Dataset entries
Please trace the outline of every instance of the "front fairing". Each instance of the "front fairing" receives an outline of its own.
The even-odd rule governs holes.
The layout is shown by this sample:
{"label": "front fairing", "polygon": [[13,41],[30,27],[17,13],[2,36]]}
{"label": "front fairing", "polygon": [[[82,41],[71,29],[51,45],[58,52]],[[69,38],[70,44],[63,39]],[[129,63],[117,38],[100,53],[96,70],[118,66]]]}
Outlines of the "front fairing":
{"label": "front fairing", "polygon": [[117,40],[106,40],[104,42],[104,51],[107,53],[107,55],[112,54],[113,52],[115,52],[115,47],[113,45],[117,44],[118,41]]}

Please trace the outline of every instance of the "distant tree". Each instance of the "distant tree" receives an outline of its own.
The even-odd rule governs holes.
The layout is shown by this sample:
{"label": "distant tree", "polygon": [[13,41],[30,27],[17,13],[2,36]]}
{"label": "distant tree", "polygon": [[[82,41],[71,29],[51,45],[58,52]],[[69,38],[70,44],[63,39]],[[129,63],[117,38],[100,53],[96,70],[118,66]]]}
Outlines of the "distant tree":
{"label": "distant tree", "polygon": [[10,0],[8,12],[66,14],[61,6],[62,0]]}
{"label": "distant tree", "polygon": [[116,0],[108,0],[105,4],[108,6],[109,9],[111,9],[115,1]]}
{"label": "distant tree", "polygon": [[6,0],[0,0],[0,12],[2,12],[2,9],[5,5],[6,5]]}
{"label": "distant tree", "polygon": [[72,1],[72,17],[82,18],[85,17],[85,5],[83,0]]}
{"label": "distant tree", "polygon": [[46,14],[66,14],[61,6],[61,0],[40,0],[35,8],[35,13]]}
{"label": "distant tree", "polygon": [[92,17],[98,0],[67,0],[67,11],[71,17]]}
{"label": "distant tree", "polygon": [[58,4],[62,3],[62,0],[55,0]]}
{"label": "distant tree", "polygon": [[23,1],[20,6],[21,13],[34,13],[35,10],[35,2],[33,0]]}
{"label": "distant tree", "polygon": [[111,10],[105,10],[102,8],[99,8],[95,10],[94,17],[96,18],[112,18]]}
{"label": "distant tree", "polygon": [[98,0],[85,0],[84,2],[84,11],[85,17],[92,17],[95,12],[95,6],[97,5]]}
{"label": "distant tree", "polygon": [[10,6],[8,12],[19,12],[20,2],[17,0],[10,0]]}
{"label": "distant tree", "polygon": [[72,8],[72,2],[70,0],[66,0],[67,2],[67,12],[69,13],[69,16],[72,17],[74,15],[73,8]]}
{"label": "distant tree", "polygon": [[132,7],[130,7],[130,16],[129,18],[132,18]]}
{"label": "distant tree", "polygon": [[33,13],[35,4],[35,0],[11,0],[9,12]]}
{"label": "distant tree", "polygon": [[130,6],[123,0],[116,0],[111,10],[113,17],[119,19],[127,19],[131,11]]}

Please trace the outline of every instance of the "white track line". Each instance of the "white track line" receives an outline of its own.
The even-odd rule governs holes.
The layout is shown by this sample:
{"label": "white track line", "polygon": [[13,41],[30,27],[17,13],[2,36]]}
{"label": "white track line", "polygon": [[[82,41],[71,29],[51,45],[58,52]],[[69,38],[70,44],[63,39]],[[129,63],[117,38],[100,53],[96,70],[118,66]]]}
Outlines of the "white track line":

Activity
Could you print every record above exactly as it appears?

Answer for this exercise
Please trace the outline of every instance of the "front fairing". Each instance of the "front fairing" receives an outline of its own.
The even-odd rule governs holes.
The layout is shown by this sample:
{"label": "front fairing", "polygon": [[13,41],[30,27],[17,13],[2,36]]}
{"label": "front fairing", "polygon": [[[82,41],[71,29],[51,45],[58,52]],[[69,38],[70,44],[63,39]],[[129,63],[117,38],[100,53],[96,70],[118,66]]]}
Outlines of the "front fairing":
{"label": "front fairing", "polygon": [[117,40],[106,40],[104,42],[104,51],[107,53],[107,55],[112,54],[113,52],[115,52],[115,47],[113,45],[117,44],[118,41]]}

Please trace the outline of every instance of the "distant tree". Each instance of the "distant tree" receives an outline of its own.
The even-odd rule governs holes.
The layout is shown by this sample:
{"label": "distant tree", "polygon": [[13,41],[30,27],[17,13],[2,36]]}
{"label": "distant tree", "polygon": [[[82,41],[71,29],[51,45],[58,52]],[[69,38],[70,44],[63,39]],[[129,63],[117,38],[100,53],[96,70],[118,66]]]}
Outlines of the "distant tree":
{"label": "distant tree", "polygon": [[10,0],[8,12],[66,14],[61,6],[62,0]]}
{"label": "distant tree", "polygon": [[116,0],[108,0],[105,4],[108,6],[109,9],[111,9],[115,1]]}
{"label": "distant tree", "polygon": [[6,0],[0,0],[0,12],[2,12],[2,9],[5,5],[6,5]]}
{"label": "distant tree", "polygon": [[72,1],[72,17],[82,18],[85,17],[85,5],[83,0]]}
{"label": "distant tree", "polygon": [[46,14],[66,14],[61,6],[61,0],[40,0],[35,8],[35,13]]}
{"label": "distant tree", "polygon": [[92,17],[98,0],[67,0],[67,11],[71,17]]}
{"label": "distant tree", "polygon": [[58,4],[62,3],[62,0],[55,0]]}
{"label": "distant tree", "polygon": [[23,1],[20,6],[21,13],[34,13],[35,10],[35,2],[33,0]]}
{"label": "distant tree", "polygon": [[111,10],[105,10],[102,8],[99,8],[95,10],[94,17],[96,18],[112,18]]}
{"label": "distant tree", "polygon": [[98,0],[85,0],[84,2],[84,11],[85,17],[92,17],[95,12],[95,6],[97,5]]}
{"label": "distant tree", "polygon": [[10,6],[8,12],[19,12],[20,2],[17,0],[10,0]]}
{"label": "distant tree", "polygon": [[72,8],[72,2],[70,0],[66,0],[67,2],[67,12],[69,13],[69,16],[72,17],[74,15],[73,8]]}
{"label": "distant tree", "polygon": [[132,7],[130,7],[130,16],[129,18],[132,18]]}
{"label": "distant tree", "polygon": [[33,13],[35,4],[35,0],[11,0],[9,12]]}
{"label": "distant tree", "polygon": [[130,6],[123,0],[116,0],[111,10],[113,17],[119,19],[127,19],[131,11]]}

Please trace the outline of every instance of the "white track line". Each instance of the "white track line" receives an outline of its own.
The even-odd rule governs holes.
The layout is shown by this sample:
{"label": "white track line", "polygon": [[13,41],[30,27],[17,13],[2,36]]}
{"label": "white track line", "polygon": [[[82,41],[71,29],[51,45],[58,52]],[[69,38],[70,44],[63,39]],[[129,63],[117,38],[100,53],[96,70],[118,66]]]}
Outlines of the "white track line":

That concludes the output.